> **ДАННЫЕ УПРАЖНЕНИЯ**:
============
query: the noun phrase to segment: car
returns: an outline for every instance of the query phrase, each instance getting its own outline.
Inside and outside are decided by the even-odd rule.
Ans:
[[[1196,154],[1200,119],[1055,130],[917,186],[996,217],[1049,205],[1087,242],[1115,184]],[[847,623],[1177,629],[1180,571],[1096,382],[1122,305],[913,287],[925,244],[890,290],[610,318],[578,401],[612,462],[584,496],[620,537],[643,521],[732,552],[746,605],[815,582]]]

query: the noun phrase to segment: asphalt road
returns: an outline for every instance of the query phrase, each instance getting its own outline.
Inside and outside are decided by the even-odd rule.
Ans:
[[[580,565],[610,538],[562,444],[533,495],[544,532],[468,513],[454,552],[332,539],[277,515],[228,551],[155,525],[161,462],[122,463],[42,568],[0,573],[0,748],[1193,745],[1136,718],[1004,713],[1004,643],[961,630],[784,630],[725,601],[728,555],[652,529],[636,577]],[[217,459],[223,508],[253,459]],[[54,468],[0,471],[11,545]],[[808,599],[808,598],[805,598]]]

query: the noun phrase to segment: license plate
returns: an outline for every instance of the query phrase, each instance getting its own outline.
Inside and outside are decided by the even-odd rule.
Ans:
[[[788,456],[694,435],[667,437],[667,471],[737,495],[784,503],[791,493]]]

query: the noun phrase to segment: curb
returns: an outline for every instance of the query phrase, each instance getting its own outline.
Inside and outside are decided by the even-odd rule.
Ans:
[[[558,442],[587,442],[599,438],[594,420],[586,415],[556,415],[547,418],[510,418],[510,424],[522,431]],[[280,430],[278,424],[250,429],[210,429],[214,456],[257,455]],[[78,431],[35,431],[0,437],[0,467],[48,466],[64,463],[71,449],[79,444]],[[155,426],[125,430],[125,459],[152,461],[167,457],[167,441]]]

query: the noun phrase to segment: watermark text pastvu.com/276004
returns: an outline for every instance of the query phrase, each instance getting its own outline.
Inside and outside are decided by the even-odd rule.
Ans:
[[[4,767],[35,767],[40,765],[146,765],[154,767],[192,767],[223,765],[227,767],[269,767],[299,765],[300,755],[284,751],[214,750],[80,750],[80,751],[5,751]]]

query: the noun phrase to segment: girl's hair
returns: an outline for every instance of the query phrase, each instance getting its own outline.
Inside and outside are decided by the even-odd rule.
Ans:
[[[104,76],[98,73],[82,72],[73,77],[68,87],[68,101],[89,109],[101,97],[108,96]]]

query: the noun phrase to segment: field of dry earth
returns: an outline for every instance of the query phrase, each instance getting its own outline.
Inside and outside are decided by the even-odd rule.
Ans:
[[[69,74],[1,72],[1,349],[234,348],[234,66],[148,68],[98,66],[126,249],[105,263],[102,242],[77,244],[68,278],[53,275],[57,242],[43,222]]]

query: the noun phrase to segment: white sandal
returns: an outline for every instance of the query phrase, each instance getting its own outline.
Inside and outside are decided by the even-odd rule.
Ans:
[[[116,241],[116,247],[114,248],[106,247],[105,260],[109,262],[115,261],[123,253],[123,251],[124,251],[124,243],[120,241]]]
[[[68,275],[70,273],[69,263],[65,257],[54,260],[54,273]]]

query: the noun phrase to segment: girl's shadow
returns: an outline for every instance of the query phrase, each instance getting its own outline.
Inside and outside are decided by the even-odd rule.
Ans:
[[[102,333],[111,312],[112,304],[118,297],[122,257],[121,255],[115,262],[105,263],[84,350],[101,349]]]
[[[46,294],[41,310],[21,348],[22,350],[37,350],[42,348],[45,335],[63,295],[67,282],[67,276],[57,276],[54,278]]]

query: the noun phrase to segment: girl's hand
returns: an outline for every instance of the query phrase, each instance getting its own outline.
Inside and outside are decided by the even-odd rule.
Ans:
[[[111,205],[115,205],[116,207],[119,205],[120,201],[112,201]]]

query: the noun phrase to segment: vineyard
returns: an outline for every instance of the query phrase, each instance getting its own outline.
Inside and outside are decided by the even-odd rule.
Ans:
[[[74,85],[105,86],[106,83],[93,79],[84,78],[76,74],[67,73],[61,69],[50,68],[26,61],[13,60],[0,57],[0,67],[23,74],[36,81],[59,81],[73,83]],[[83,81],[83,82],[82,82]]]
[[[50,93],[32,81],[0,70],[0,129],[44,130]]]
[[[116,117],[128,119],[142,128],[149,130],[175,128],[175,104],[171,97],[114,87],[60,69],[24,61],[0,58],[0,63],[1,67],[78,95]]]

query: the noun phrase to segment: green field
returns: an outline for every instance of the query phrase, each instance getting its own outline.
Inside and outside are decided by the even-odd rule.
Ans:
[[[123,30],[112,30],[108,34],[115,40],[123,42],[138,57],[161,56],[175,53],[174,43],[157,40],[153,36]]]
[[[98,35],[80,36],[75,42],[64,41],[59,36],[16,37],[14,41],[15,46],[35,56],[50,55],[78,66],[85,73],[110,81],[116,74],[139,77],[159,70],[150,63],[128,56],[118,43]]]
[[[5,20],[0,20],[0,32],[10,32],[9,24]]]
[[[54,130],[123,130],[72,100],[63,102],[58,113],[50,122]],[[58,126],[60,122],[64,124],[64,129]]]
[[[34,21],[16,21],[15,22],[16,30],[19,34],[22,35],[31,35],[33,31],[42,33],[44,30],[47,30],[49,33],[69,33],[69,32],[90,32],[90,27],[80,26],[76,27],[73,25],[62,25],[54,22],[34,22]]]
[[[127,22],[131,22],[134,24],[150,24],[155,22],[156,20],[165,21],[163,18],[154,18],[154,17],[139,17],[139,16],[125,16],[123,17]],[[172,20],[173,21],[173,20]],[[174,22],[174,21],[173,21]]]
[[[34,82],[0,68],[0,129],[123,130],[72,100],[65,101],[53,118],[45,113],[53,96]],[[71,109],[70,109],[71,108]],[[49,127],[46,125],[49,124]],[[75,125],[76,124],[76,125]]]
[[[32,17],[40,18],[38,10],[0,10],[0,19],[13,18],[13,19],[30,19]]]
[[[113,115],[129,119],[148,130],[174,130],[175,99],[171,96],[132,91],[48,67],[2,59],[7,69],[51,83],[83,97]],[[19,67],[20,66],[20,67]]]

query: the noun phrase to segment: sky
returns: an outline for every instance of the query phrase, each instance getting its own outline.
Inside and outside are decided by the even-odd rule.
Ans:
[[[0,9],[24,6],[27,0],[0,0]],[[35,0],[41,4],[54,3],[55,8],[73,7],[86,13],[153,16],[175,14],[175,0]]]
============
> **ПОСТАВЛЕННАЯ ЗАДАЧА**:
Покажите все строки приведенных выше записей, в которых встречается слово «girl», с учетом регистра.

> **ГОТОВОЕ УПРАЖНЕНИЕ**:
query: the noun phrase to segment: girl's hair
query: the noun phrase to segment: girl's shadow
query: the noun phrase to segment: girl's hand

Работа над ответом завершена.